> [EXERCISE TASK]: Copy the lines below word for word, leaving out the pictures.

> [SUPPLIED ENTRIES]:

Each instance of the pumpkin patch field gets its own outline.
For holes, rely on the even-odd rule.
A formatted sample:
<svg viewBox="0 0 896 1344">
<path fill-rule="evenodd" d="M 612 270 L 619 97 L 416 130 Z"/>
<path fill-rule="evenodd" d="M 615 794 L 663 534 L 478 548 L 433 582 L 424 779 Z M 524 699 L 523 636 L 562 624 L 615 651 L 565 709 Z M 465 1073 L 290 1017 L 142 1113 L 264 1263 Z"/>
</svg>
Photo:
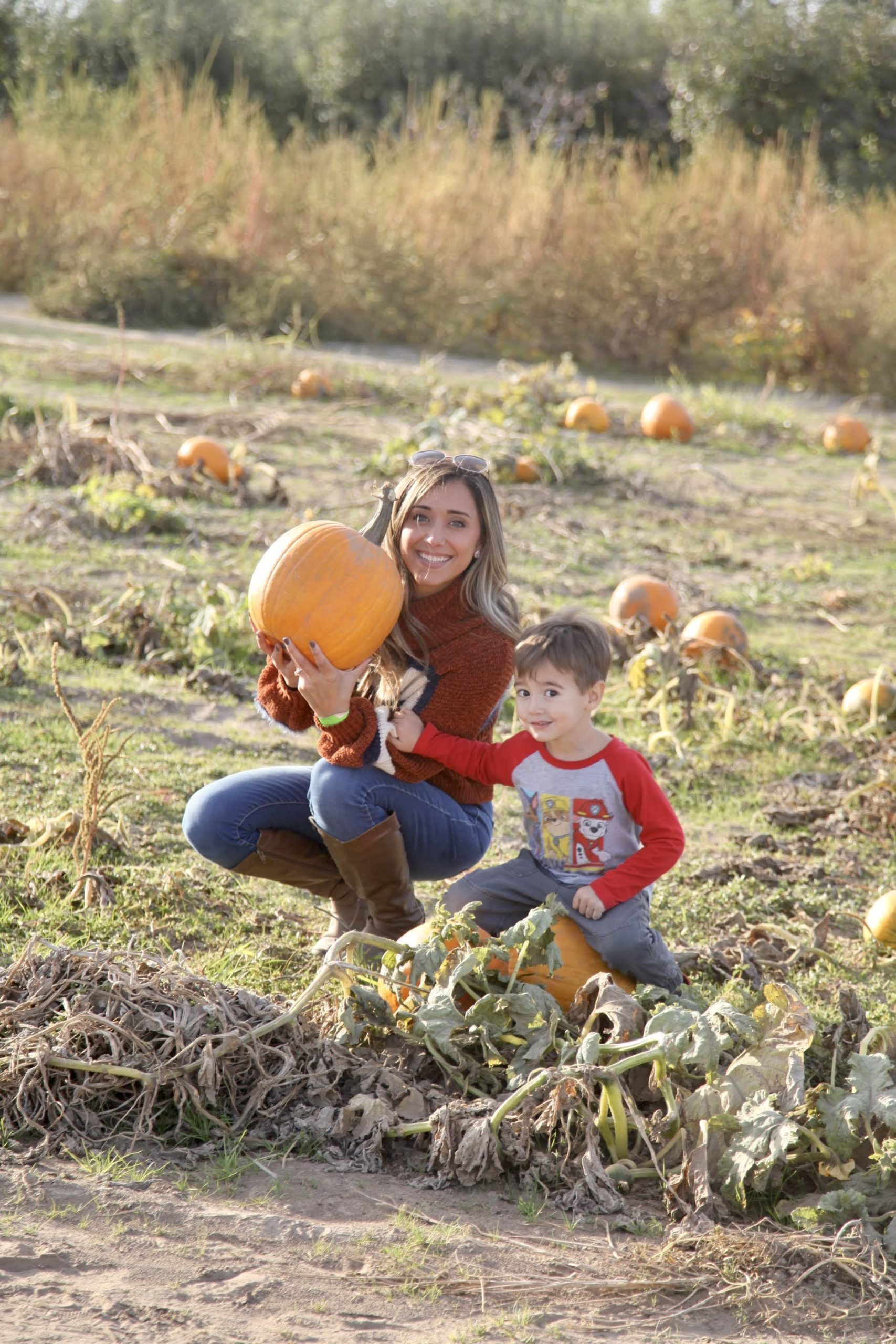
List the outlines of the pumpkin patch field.
<svg viewBox="0 0 896 1344">
<path fill-rule="evenodd" d="M 642 422 L 656 396 L 670 437 Z M 568 415 L 582 398 L 600 415 Z M 861 452 L 822 441 L 837 417 Z M 845 399 L 0 304 L 0 1269 L 23 1339 L 38 1300 L 59 1339 L 893 1337 L 895 446 Z M 488 939 L 439 883 L 424 935 L 382 960 L 347 935 L 321 968 L 310 896 L 183 837 L 201 785 L 316 759 L 253 706 L 250 602 L 283 618 L 290 542 L 269 548 L 369 546 L 420 448 L 490 462 L 527 620 L 607 622 L 599 723 L 686 837 L 653 898 L 677 996 L 591 966 L 560 1001 L 551 906 Z M 489 862 L 521 843 L 498 790 Z"/>
</svg>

> [EXPECTED ANSWER]:
Each instance of the pumpkin patch field gets its own outline.
For holes, rely on the even-odd rule.
A formatted sample:
<svg viewBox="0 0 896 1344">
<path fill-rule="evenodd" d="M 612 270 L 619 97 L 416 130 Z"/>
<path fill-rule="evenodd" d="M 615 794 L 663 534 L 478 548 L 433 582 L 424 779 Z M 524 699 L 523 636 L 562 624 L 615 651 L 565 709 Z M 465 1073 L 290 1017 L 142 1113 L 264 1263 Z"/>
</svg>
Photo:
List the outlines of the pumpkin patch field.
<svg viewBox="0 0 896 1344">
<path fill-rule="evenodd" d="M 642 422 L 656 396 L 670 437 Z M 568 415 L 582 398 L 600 415 Z M 861 452 L 822 441 L 837 417 Z M 845 399 L 0 304 L 0 1269 L 23 1339 L 38 1300 L 59 1339 L 893 1337 L 895 446 Z M 488 939 L 439 883 L 424 935 L 382 960 L 347 935 L 321 968 L 310 896 L 183 837 L 201 785 L 316 759 L 253 706 L 250 602 L 283 618 L 290 542 L 269 548 L 369 546 L 420 448 L 490 462 L 527 620 L 607 622 L 599 723 L 686 837 L 653 898 L 677 996 L 591 966 L 560 1001 L 551 906 Z M 489 862 L 521 843 L 498 790 Z"/>
</svg>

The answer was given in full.